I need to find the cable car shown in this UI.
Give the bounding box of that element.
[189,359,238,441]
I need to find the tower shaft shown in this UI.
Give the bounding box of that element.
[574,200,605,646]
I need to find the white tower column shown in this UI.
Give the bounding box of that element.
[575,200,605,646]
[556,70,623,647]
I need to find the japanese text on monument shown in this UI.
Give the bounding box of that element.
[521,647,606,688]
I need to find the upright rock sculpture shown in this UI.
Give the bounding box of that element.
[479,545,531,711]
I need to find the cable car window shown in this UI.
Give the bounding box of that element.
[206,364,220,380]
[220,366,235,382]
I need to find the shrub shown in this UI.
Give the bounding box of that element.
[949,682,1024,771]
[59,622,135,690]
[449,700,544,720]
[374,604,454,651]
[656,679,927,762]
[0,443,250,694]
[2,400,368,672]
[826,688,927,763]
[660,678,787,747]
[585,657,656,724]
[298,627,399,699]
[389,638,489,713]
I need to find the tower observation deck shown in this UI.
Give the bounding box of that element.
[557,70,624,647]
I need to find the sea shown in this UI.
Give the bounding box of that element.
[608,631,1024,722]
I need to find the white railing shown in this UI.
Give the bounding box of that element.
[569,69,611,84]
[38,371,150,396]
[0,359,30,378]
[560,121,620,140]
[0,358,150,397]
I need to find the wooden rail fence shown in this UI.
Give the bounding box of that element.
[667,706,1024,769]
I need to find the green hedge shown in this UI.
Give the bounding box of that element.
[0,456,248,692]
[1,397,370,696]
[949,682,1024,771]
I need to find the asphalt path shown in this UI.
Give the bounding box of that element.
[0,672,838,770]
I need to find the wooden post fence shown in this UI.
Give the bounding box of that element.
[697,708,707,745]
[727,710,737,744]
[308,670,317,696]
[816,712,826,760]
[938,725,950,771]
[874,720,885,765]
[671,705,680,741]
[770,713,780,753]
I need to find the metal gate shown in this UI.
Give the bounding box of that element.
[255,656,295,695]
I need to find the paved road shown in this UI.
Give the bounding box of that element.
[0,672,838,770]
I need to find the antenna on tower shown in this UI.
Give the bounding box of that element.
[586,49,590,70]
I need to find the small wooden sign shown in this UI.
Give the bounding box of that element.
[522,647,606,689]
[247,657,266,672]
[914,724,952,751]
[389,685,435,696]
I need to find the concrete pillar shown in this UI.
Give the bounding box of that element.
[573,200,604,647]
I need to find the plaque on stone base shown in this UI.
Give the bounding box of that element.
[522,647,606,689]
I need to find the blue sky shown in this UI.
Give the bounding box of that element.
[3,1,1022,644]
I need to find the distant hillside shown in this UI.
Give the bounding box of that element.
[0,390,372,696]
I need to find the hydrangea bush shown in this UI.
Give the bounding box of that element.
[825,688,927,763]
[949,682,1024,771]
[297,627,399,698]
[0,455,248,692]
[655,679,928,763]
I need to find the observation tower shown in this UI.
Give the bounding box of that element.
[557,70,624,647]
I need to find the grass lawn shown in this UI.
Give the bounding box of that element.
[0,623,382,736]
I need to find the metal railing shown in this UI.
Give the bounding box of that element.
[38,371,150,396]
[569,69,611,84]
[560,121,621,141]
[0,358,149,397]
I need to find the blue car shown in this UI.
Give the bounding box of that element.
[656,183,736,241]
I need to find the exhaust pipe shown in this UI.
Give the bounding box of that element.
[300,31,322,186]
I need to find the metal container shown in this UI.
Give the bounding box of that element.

----

*ASSIGNED TASK*. Write out the data a second time, exactly the same.

*RESPONSE FOR THIS EXERCISE*.
I need to find the cable car shown in this UI.
Give the bounding box of that element.
[189,359,238,441]
I need to find the tower shaft shown in this UI.
Give the bounding box of that element.
[574,200,605,646]
I need to find the white tower column shown in this UI.
Give the bounding box of that element.
[575,200,605,646]
[556,70,623,647]
I need to find the japanese text on monument shown in this UI.
Give the bounding box of that element.
[521,647,606,688]
I need to find the upright rock sculpture shown in this UI.
Give the bounding box of that element.
[479,545,531,711]
I need to find the cable car window shown in this UI.
Give the bounding box of that element.
[206,364,220,380]
[220,366,235,382]
I need to find the shrub shown in this UI.
Give the bounding box of that element.
[949,682,1024,771]
[59,622,135,690]
[449,700,544,720]
[374,604,454,651]
[656,679,927,762]
[0,443,250,694]
[2,400,368,672]
[826,688,927,763]
[660,678,787,747]
[585,657,656,724]
[298,627,399,699]
[389,638,489,713]
I need to find the tower observation deck shown in this UI.
Give the bounding box of that element.
[557,70,624,647]
I need to find the sea shown in this UI.
Give the bounding box of that element.
[608,631,1024,722]
I need to find the white railing shown in this UI.
Give the bounding box of that element.
[569,69,611,84]
[38,371,150,396]
[0,359,30,378]
[560,121,620,140]
[0,358,150,397]
I need to find the wooden rail fence shown in this UI.
Give the bounding box of that element.
[667,706,1024,769]
I need to find the green hedge shown in this UI.
Give the bounding box of that element.
[0,456,248,692]
[1,397,370,696]
[949,682,1024,771]
I need to find the asphalt path shown in this UI.
Give the bounding box of that element.
[0,672,838,770]
I need to find the wooden post fence shown in this UI.
Give the bounding box of that element.
[697,708,707,745]
[727,710,737,744]
[308,670,317,696]
[816,712,826,760]
[938,725,950,771]
[874,720,885,765]
[671,705,680,741]
[770,713,780,753]
I need to find the metal gate shown in this UI.
Give the bounding box of that element.
[255,656,295,695]
I need to find the paved road shown in this UI.
Give the bounding box of that element.
[0,672,838,770]
I need to find the antenna on tower shown in this UI.
Give the bounding box of that element.
[586,49,590,70]
I need to find the small wooden sign shown in this UI.
Give the bounding box of that element.
[522,647,606,689]
[247,657,266,672]
[914,724,952,751]
[389,685,435,696]
I need to find the concrete pillar shown in this UI.
Give the bounding box of that element.
[573,200,604,647]
I need to find the plaque on stone base shown in this UI.
Give the bounding box of that element.
[522,647,606,689]
I need to find the blue sky shown in this UI.
Give the bounding box of that element.
[3,1,1022,644]
I need to find the distant hillside shown in this UI.
Give the bounding box of that element.
[0,390,372,696]
I need to find the hydrangea bush shown in this UI.
Give the bounding box of that element.
[825,688,927,763]
[949,682,1024,771]
[297,627,399,698]
[0,455,248,692]
[655,679,928,763]
I need to find the observation tower shown in this UI.
Give the bounding box of that element.
[557,70,624,647]
I need to find the grass lawn shown in this UI.
Give the bounding box of that element.
[0,623,382,736]
I need to find the metal railing shown in this UI.
Give the bounding box of that element.
[38,371,150,396]
[569,69,611,84]
[560,121,621,141]
[0,358,149,397]
I need to find the blue car shown in this UI.
Give the bounding box of that element.
[656,183,736,241]
I need to find the exhaust pipe shown in this UI.
Give the bounding box of that element.
[300,31,322,186]
I need to find the metal container shown in this UI.
Give the bounding box of that element.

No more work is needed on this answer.